EXERCISE REQUIREMENTS: Rewrite the passage on psychedelics and commercial activity from "Intention is also" up to and including "and less greed.", replacing "lessons" with "teachings".

SELECTED PASSAGE:

Intention is also important to consider. One of the most important lessons I have learned on the psychedelic path is that intention is usually the most important factor in outcome. Another of those lessons is that the world needs more love and less greed.
If by definition commercial activity as we know it in our capitalist society is motivated by greed, then there are some basic questions to be explored. Can an organization whose ruling principle is acquisition and greed effectively undertake psychedelic projects whose desired goal is manifesting more love in the world? Can a company whose main motivation is to sell as many units, in the shortest period of time, with the least expense, and highest profit margin, really be entrusted to teach the world about psychedelics? Can we create the kind of changes we want to see from psychedelics - growing the power of love over the love of power - in a commercial framework?
I don't have the answer for these questions, but I think it's important for us to ask them and explore possible answers.

DATASET EXTRACT:
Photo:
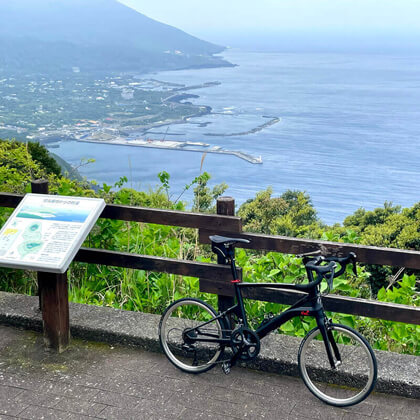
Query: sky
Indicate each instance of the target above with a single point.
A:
(233, 21)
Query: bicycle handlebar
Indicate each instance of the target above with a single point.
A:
(314, 264)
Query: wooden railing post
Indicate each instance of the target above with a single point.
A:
(225, 206)
(53, 297)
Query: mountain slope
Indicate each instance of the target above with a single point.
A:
(94, 34)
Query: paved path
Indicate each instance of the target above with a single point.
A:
(93, 380)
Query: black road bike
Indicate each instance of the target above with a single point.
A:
(336, 362)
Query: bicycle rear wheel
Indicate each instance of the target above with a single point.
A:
(182, 323)
(354, 376)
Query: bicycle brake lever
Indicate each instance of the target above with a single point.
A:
(309, 254)
(330, 278)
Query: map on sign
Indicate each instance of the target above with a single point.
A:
(45, 231)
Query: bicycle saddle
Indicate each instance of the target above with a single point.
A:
(216, 239)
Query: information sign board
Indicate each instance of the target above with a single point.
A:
(45, 232)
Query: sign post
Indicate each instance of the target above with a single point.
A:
(44, 234)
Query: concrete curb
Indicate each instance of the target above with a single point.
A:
(397, 374)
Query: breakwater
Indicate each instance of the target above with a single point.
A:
(273, 120)
(185, 146)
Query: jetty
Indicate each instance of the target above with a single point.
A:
(186, 146)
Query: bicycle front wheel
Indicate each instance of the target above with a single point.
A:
(187, 333)
(354, 375)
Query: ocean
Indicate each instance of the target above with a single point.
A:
(349, 133)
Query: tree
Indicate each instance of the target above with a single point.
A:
(41, 155)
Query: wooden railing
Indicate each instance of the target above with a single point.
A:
(215, 278)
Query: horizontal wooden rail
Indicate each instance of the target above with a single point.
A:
(171, 217)
(151, 263)
(157, 216)
(365, 254)
(334, 303)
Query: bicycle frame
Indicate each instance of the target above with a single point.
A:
(310, 305)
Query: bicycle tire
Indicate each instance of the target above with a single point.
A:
(180, 316)
(352, 380)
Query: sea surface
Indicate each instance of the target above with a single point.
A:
(349, 133)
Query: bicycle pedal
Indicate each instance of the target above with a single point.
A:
(226, 367)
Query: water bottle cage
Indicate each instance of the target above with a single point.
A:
(221, 251)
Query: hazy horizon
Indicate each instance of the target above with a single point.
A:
(275, 25)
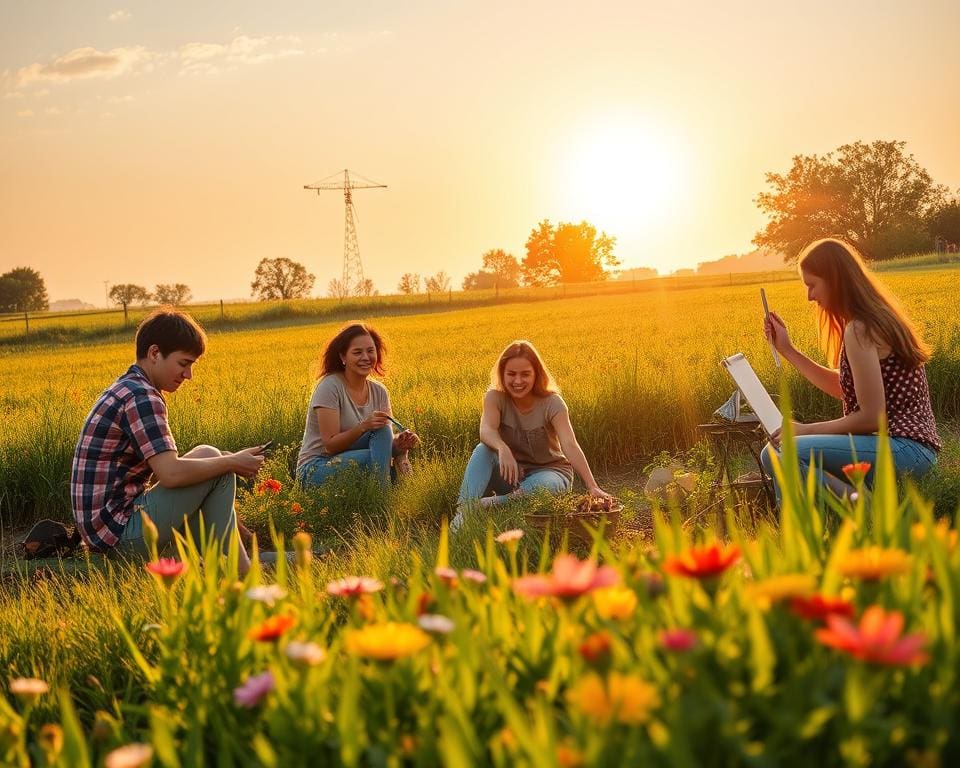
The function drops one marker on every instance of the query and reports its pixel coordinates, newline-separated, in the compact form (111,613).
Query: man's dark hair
(172,331)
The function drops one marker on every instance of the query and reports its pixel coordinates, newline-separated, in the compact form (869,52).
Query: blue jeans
(483,475)
(829,454)
(372,450)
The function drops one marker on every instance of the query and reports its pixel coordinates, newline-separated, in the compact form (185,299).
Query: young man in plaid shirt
(126,443)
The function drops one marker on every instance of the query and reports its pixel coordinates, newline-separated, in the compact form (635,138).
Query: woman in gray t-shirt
(526,439)
(349,417)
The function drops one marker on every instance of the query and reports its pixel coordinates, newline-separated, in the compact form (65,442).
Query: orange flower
(873,563)
(166,570)
(703,562)
(876,640)
(819,607)
(272,629)
(857,473)
(569,579)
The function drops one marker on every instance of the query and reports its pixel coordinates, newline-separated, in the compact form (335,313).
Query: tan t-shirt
(531,436)
(331,392)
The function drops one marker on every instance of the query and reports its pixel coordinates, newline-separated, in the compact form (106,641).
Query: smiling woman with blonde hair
(526,439)
(876,370)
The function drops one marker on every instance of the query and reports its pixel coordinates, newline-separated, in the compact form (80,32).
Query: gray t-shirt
(331,392)
(531,436)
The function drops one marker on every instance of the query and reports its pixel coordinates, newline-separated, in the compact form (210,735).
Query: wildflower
(678,640)
(783,587)
(477,577)
(596,648)
(272,629)
(387,641)
(702,562)
(269,485)
(166,570)
(624,699)
(509,537)
(857,472)
(267,593)
(876,640)
(352,586)
(28,689)
(435,623)
(615,602)
(874,563)
(130,756)
(253,690)
(569,579)
(819,607)
(305,654)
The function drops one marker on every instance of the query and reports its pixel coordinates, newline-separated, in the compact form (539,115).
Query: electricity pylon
(352,266)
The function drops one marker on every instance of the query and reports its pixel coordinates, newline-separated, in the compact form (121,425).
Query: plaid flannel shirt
(126,426)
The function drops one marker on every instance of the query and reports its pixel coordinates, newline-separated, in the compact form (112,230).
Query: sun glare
(624,178)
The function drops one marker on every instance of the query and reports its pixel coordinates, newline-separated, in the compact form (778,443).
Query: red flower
(703,562)
(271,485)
(819,607)
(678,640)
(857,472)
(272,629)
(595,648)
(569,579)
(167,570)
(876,640)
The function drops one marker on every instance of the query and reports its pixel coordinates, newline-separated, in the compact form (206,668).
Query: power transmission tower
(352,266)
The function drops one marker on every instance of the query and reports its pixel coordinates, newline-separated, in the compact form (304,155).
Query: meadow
(826,635)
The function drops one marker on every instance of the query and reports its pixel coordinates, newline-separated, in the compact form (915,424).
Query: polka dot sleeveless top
(907,396)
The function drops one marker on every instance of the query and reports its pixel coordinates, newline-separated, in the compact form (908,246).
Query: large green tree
(567,253)
(875,195)
(23,290)
(281,278)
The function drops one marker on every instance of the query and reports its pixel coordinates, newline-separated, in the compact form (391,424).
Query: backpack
(49,538)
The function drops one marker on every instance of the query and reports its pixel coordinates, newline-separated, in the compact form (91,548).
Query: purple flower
(255,688)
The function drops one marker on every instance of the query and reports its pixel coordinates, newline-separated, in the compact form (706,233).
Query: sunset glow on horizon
(151,143)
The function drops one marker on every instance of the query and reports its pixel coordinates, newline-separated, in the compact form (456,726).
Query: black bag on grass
(49,538)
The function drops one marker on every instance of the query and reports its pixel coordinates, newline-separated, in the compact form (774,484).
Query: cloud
(211,58)
(79,64)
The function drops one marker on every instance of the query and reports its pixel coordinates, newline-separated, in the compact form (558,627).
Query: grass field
(638,370)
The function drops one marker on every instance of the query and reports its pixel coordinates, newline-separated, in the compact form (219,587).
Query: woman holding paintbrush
(876,370)
(349,417)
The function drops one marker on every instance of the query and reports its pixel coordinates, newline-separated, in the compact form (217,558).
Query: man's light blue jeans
(828,454)
(372,450)
(483,476)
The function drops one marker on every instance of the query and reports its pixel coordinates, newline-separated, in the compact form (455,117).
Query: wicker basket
(576,525)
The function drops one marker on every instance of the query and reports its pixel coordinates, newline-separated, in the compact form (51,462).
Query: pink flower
(876,639)
(569,579)
(353,586)
(678,640)
(166,570)
(254,688)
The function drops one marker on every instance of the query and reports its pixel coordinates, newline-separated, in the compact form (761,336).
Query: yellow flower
(873,563)
(615,602)
(782,587)
(387,641)
(624,699)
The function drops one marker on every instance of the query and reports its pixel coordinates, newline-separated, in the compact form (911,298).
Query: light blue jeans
(372,450)
(828,454)
(483,476)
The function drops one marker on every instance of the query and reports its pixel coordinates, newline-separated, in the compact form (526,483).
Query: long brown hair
(330,360)
(543,382)
(854,293)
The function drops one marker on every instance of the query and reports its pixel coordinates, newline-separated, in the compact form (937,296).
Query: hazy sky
(155,142)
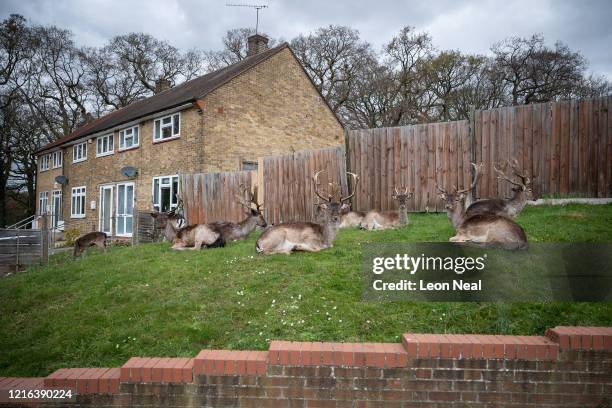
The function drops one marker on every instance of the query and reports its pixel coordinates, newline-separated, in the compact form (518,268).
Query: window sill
(129,148)
(167,139)
(105,154)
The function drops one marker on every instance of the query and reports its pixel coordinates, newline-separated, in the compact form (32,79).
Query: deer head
(332,198)
(248,199)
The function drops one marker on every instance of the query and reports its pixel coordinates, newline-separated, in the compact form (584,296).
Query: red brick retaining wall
(569,367)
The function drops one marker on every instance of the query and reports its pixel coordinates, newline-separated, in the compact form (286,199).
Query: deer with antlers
(375,219)
(288,237)
(234,231)
(511,206)
(481,229)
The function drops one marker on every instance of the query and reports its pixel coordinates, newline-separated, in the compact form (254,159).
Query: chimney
(256,43)
(162,84)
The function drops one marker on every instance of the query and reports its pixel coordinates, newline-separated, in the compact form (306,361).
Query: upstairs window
(79,152)
(167,127)
(104,145)
(165,190)
(44,162)
(56,159)
(128,138)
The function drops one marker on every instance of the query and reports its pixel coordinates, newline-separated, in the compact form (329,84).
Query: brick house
(130,159)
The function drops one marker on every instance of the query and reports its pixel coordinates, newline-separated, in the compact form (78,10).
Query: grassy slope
(150,300)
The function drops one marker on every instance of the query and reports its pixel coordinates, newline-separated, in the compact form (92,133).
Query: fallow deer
(233,231)
(512,206)
(287,237)
(196,237)
(95,238)
(375,219)
(482,229)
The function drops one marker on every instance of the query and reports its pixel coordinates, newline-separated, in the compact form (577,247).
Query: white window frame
(57,159)
(157,205)
(82,148)
(159,122)
(135,136)
(78,193)
(110,143)
(45,161)
(43,202)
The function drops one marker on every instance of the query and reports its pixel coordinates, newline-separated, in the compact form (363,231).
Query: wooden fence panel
(209,197)
(416,157)
(289,190)
(565,144)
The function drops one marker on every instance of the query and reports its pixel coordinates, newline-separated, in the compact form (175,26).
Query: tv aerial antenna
(256,7)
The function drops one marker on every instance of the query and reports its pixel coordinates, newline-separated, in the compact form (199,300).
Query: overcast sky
(469,26)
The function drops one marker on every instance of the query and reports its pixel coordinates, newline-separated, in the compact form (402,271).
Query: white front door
(125,209)
(106,209)
(56,208)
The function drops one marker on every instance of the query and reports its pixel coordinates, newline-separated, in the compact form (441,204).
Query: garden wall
(569,367)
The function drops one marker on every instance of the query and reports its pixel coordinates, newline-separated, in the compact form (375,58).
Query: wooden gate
(288,186)
(416,157)
(209,197)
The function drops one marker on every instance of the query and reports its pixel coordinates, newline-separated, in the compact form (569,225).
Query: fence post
(44,230)
(472,141)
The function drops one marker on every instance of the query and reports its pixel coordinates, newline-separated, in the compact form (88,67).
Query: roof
(187,92)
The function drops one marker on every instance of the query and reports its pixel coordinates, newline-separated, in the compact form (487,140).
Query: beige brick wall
(271,109)
(268,110)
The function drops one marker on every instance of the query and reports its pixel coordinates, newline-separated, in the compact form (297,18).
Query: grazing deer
(232,231)
(487,230)
(287,237)
(375,219)
(83,242)
(511,206)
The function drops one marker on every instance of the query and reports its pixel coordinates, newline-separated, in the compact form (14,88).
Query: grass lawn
(152,301)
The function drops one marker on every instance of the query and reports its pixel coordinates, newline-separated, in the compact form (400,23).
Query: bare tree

SOLUTION TO THE PROBLEM:
Intention is also important to consider. One of the most important teachings I have learned on the psychedelic path is that intention is usually the most important factor in outcome. Another of those teachings is that the world needs more love and less greed.